_EXERCISE INSTRUCTIONS_: Collect every line of the records that contains the string "blurred", matching case exactly.
•••
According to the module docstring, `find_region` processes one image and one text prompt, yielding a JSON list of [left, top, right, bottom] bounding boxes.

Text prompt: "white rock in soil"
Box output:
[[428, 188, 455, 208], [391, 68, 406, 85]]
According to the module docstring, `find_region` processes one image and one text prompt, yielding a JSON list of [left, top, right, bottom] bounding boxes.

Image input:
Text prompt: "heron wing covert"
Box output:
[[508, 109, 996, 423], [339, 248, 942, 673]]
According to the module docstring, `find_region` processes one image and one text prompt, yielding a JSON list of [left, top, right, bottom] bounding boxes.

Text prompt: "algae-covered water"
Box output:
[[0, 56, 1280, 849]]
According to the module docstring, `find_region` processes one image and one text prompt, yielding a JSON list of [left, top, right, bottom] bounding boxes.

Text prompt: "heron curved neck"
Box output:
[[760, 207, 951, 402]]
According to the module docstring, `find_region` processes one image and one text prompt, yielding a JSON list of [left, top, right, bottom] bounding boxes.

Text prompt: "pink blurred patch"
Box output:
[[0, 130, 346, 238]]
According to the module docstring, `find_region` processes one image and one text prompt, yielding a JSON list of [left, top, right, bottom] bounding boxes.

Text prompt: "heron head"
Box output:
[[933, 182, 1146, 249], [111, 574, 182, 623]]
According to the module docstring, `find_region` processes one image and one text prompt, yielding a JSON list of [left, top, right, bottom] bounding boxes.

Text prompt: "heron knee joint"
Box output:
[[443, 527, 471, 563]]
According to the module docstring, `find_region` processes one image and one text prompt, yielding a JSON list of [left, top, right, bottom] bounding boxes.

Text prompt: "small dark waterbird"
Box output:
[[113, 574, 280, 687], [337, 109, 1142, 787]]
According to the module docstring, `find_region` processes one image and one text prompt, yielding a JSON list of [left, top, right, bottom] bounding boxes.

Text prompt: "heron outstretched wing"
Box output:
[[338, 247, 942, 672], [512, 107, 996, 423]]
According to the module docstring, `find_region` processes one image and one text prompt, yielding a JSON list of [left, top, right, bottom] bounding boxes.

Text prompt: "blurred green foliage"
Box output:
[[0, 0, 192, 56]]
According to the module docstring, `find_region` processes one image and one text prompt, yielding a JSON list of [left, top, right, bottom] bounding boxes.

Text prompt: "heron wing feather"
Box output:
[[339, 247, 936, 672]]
•••
_WRITTEN ANSWER_:
Text prompt: "pink blurred patch"
Text prompt: "blurred green foliage"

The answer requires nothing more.